#### [About this task]
Every line in the data below that holds "above" should be found and copied.

#### [Exercise data]
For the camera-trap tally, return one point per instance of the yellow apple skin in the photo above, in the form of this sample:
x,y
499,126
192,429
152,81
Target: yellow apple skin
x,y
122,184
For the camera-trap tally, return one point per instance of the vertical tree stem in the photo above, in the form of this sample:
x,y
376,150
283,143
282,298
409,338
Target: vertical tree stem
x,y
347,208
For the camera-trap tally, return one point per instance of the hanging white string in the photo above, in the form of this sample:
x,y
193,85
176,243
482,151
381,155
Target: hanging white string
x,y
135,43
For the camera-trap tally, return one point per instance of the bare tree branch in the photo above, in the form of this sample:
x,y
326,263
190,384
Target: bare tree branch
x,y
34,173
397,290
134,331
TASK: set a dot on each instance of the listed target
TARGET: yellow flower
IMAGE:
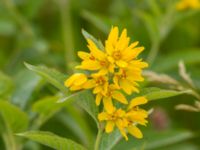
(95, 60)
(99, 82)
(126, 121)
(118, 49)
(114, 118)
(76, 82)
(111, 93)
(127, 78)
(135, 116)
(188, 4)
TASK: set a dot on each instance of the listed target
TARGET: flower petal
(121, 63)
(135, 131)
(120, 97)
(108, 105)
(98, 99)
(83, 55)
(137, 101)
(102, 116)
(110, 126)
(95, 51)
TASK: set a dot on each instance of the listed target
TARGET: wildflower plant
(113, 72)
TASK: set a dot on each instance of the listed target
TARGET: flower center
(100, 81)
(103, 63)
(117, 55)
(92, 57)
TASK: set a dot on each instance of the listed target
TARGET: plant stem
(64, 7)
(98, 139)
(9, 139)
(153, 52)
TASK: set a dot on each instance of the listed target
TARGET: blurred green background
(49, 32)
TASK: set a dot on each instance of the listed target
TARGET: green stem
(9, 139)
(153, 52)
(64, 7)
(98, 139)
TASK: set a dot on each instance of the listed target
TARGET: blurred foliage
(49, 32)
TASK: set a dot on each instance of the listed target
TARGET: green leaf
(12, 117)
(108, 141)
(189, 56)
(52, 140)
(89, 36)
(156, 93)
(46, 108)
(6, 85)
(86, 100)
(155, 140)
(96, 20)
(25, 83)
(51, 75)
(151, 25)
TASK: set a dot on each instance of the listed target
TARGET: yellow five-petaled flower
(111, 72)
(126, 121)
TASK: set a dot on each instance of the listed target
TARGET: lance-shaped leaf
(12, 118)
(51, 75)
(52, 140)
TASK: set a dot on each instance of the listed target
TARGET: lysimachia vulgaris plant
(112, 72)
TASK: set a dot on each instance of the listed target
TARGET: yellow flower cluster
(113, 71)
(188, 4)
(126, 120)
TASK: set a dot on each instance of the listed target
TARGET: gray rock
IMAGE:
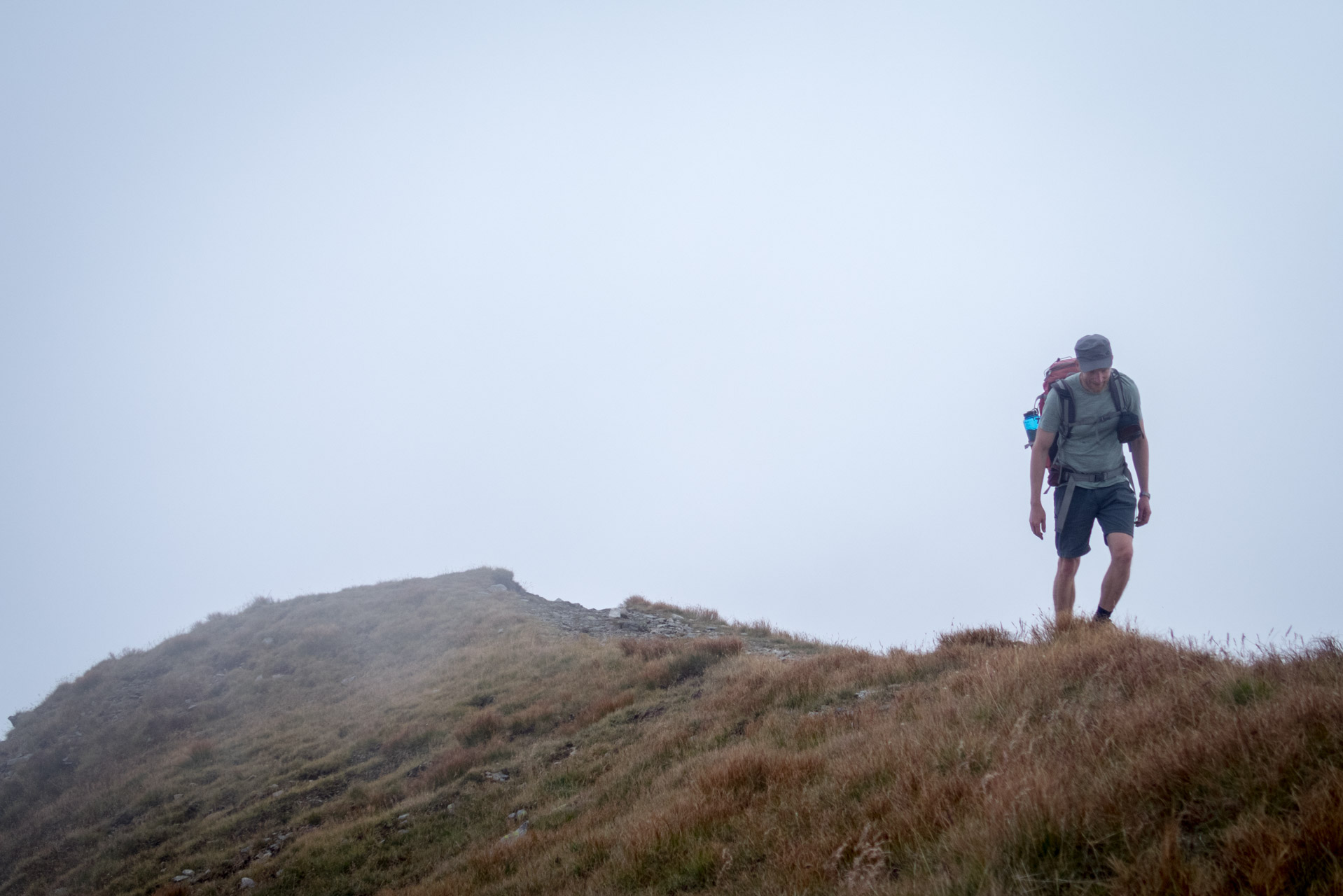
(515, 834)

...

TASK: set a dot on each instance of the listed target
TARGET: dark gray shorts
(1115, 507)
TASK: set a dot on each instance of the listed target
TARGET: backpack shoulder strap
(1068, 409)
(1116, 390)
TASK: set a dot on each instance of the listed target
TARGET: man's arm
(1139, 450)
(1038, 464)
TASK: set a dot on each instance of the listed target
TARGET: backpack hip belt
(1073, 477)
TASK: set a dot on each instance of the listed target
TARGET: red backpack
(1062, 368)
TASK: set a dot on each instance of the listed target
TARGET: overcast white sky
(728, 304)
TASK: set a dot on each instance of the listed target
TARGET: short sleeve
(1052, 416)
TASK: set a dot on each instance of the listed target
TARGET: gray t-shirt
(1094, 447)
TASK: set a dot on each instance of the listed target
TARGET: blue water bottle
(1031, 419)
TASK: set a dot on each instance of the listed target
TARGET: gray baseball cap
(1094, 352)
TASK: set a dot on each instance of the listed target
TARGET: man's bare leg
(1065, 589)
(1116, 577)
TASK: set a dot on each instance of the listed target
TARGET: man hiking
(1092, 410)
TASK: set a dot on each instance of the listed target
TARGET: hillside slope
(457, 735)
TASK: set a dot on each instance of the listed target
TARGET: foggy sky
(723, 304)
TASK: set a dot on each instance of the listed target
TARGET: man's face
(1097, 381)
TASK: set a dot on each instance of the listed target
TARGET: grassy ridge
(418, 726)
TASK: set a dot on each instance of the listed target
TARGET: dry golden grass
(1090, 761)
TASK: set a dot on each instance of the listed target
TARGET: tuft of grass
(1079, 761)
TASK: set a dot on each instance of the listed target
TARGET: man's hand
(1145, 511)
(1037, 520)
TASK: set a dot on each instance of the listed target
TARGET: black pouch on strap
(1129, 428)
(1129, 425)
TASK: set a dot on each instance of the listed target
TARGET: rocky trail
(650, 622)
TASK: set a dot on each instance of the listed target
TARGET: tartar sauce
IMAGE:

#### [Solution to this task]
For the camera-trap tally, return one point per instance of the yellow apple skin in the photo above, in the form of this sample:
For the camera-trap tally, return one point per instance of the vertical tree stem in the photo above, in the form of this sample:
For the camera-trap tally, return one point per instance of the hanging white string in the photo above, in the form of this sample:
For the camera-trap tally, return one point per instance of the bare tree branch in the photo above, in the form of this sample:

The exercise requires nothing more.